Schreibe die Daten von der Zeile mit „Query: white fuselage paint“ bis zur Zeile mit „(1170, 578)“, beide eingeschlossen, vollständig Zeile für Zeile ab. Verschiebe dabei jede Koordinate in den Antworten um -15.

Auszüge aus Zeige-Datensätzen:
★ ★ ★

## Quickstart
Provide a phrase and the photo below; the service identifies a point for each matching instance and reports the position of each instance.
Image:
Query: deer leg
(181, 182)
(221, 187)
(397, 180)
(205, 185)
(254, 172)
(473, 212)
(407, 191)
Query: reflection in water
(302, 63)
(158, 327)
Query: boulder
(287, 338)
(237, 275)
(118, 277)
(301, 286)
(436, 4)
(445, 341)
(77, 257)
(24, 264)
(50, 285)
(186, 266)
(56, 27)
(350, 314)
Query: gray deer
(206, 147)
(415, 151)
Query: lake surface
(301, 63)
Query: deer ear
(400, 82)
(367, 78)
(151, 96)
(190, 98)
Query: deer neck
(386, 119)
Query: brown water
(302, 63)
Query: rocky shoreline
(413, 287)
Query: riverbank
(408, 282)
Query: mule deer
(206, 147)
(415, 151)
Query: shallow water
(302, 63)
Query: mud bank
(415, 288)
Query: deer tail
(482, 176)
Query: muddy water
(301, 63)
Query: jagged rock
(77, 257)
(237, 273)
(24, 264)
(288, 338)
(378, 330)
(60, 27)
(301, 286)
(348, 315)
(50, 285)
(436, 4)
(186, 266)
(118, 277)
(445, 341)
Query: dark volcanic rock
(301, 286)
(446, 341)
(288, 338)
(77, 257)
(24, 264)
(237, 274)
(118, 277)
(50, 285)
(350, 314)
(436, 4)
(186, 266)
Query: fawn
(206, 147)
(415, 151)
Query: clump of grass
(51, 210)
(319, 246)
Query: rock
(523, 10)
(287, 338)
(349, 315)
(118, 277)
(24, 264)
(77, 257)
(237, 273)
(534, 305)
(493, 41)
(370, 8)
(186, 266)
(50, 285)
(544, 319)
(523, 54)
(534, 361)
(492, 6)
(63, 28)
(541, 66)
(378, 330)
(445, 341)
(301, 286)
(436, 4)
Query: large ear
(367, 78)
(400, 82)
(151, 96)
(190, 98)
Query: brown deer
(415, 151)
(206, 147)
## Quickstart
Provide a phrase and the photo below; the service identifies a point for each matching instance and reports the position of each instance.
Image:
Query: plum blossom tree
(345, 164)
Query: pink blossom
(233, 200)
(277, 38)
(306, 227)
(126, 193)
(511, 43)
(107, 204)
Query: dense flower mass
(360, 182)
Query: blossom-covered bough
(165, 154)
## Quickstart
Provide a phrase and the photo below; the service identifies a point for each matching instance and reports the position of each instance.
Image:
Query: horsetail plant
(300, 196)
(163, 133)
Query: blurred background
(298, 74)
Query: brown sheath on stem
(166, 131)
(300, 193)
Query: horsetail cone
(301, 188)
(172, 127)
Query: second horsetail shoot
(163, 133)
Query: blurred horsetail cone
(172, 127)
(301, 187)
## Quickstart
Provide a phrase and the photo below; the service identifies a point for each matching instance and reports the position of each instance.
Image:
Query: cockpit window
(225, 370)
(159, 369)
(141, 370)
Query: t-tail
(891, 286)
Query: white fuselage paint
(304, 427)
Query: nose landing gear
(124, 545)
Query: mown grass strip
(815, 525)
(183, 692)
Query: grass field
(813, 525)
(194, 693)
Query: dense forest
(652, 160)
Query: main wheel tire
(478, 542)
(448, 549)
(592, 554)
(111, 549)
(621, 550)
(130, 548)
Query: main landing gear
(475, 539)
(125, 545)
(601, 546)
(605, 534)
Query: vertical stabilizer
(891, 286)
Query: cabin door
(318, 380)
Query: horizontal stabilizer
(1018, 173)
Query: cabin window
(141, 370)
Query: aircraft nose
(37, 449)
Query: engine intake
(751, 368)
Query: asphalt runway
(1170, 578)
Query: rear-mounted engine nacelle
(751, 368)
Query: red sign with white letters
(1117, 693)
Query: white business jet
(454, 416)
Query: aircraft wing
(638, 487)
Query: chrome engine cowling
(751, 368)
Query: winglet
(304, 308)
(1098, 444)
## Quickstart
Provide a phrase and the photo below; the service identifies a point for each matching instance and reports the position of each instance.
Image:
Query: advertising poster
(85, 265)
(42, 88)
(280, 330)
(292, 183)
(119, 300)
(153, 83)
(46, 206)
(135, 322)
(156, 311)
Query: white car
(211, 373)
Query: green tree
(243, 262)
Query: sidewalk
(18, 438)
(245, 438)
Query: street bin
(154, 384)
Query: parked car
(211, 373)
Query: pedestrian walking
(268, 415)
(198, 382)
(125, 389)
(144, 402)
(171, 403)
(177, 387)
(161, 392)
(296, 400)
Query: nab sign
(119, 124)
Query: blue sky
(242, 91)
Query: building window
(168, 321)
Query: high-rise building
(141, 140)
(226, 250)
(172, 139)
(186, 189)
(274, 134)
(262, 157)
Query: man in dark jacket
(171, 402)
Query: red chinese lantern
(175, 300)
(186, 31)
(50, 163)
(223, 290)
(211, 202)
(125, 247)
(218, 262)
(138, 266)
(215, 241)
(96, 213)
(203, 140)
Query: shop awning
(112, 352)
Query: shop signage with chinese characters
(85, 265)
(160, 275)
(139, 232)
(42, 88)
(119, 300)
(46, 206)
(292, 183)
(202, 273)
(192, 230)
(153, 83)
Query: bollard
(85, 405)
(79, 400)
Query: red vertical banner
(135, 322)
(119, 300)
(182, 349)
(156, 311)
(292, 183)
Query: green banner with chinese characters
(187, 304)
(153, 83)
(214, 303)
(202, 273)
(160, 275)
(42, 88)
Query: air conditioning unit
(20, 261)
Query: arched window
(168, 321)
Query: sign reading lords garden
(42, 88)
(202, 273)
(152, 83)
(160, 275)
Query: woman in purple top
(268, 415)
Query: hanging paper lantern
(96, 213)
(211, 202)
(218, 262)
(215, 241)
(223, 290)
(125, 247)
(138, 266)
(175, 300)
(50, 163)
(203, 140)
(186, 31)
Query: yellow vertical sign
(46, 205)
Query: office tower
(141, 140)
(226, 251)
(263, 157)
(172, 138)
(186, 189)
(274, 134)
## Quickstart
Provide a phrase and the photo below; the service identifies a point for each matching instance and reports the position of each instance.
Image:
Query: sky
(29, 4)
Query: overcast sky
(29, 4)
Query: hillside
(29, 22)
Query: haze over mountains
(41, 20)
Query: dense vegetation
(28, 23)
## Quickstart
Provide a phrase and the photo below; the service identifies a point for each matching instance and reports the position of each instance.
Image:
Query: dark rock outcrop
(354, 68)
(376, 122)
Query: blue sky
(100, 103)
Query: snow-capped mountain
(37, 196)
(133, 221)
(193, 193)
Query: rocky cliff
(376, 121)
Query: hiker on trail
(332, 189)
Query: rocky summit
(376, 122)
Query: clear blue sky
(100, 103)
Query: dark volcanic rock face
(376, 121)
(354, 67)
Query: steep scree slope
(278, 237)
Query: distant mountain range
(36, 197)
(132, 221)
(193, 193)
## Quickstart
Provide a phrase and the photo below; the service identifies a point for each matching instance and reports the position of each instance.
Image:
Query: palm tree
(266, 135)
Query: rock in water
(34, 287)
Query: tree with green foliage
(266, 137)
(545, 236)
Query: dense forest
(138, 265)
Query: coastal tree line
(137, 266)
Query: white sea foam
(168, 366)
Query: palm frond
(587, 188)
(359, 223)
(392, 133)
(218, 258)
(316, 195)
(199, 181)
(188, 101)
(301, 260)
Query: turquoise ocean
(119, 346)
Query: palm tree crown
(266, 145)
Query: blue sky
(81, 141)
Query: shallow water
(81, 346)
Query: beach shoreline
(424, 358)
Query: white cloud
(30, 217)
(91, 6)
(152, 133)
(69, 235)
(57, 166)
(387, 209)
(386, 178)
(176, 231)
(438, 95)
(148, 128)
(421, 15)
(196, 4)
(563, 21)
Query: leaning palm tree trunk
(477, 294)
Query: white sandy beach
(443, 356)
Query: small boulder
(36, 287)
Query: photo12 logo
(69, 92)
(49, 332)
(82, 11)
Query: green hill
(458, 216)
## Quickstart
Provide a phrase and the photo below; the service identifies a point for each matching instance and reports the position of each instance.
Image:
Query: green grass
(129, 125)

★ ★ ★

__ANTWORT__:
Query: white fuselage paint
(289, 412)
Query: nose landing gear
(109, 530)
Query: mown grass strip
(800, 510)
(168, 677)
Query: grass field
(798, 510)
(179, 678)
Query: dense forest
(637, 145)
Query: main wheel tire
(463, 527)
(433, 534)
(577, 539)
(96, 534)
(606, 535)
(115, 533)
Query: main landing gear
(460, 524)
(110, 530)
(586, 531)
(590, 519)
Query: vertical stabilizer
(876, 271)
Query: cabin door
(303, 365)
Query: horizontal stabilizer
(1003, 158)
Query: cabin window
(126, 355)
Query: aircraft nose
(22, 434)
Query: engine intake
(736, 353)
Query: asphalt runway
(1155, 563)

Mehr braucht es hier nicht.